(Page excerpt)
====

The main contrast between T. pellucida and T. geniculta is the characteristics of the setae. In T. pellucida the setae are smooth and straight while in T. geniculta they are bent and papillose. In their immature forms, it is often difficult to tell one species from another as the seta is not yet fully developed.

=== Tetrodontium ===
Tetrodontium brownianum has short, bristle-like structures that grow out of the protonemal leaves. These structures can be up to 4 mm long and the protonemal leaves can be up to 2.5 mm long. Four triangular teeth make up the egg-shaped capsules which are normally only 1 mm long. The spores are smooth, in contrast to the papillose spores produced by species in the genus Tetraphis. Tetrodontium repandum is very similar but has long, thin branches and the stem usually only grows to be about 2 mm in height. In some cases, a colony of Tetrodontium is made up only of the protonemal leaves. Additionally, Tetrodontium species do not have specialized asexual structures, in contrast to species in the genus Tetraphis.

== History of taxonomy ==
Johann Hedwig first described and named the genus Tetraphis and the species Tetraphis pellucida in his book Species Muscorum Frondosorum, published in 1801. In 1824 Christian Friedrich Schwägrichen named the genus Tetrodontium. The phylogeny and taxonomy of the family Tetraphidaceae, in relation to other bryophytes, have long been disputed among bryologists. Some believe that there are characteristics of the family, like the thalloid protonema or the development of the peristome, that indicate that the moss is primitive and may share a common ancestor with Sphagnopsida and Andreaeidae. The exact phylogeny of the family and its species continues to be discussed among bryologists.

====

(Study material)
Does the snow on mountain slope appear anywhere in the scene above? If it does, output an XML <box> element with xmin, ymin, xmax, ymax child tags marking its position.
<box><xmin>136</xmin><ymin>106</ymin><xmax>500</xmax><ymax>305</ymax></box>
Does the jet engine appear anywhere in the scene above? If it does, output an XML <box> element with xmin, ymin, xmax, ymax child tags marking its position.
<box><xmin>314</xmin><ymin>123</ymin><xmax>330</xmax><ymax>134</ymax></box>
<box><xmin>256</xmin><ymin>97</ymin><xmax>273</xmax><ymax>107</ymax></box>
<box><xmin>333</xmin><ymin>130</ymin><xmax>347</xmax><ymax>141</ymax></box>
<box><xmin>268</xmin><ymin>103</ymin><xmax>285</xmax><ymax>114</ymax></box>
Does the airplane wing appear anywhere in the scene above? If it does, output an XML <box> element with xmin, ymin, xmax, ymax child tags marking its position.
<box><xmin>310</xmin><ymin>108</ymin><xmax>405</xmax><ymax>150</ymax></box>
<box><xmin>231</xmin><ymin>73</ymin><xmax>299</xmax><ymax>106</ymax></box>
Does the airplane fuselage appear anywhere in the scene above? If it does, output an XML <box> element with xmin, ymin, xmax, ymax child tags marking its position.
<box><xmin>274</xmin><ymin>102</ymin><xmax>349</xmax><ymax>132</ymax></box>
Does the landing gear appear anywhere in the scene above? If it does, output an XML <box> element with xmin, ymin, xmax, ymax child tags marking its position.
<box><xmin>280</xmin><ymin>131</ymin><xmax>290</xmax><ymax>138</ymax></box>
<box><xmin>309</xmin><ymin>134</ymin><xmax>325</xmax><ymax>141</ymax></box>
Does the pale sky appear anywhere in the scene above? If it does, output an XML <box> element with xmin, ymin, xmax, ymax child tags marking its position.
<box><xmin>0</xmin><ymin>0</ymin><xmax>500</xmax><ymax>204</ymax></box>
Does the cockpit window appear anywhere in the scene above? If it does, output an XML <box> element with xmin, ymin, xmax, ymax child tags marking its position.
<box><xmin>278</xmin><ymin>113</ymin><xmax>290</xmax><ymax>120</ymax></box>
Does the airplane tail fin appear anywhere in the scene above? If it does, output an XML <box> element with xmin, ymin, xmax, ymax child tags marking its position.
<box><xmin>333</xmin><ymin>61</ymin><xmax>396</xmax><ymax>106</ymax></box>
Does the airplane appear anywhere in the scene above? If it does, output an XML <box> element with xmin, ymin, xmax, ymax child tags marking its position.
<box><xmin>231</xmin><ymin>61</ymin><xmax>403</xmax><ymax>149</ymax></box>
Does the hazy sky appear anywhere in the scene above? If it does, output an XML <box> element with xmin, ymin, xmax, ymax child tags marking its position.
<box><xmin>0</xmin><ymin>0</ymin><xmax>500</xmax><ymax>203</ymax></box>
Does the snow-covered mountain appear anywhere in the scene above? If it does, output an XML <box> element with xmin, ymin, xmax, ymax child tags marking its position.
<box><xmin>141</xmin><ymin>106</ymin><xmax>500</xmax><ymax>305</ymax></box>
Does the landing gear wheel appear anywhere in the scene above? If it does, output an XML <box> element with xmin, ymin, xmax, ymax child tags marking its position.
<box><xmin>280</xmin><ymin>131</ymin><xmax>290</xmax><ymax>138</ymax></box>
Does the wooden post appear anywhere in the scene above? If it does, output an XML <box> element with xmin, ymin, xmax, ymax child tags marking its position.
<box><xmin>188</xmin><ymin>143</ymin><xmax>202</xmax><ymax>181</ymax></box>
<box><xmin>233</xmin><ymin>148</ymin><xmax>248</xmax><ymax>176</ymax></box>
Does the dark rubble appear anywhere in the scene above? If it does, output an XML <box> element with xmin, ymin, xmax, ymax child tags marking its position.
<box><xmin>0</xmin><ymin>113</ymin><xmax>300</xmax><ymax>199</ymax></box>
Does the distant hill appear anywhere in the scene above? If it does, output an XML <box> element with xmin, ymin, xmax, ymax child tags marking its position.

====

(Task instructions)
[a] In the moss excerpt, in what year did Christian Friedrich Schwägrichen name the genus Tetrodontium?
[b] Reproduce the stretch of the moss excerpt from "The main contrast" through "yet fully developed.".

(Solutions in order)
[a] 1824

[b]
The main contrast between T. pellucida and T. geniculta is the characteristics of the setae. In T. pellucida the setae are smooth and straight while in T. geniculta they are bent and papillose. In their immature forms, it is often difficult to tell one species from another as the seta is not yet fully developed.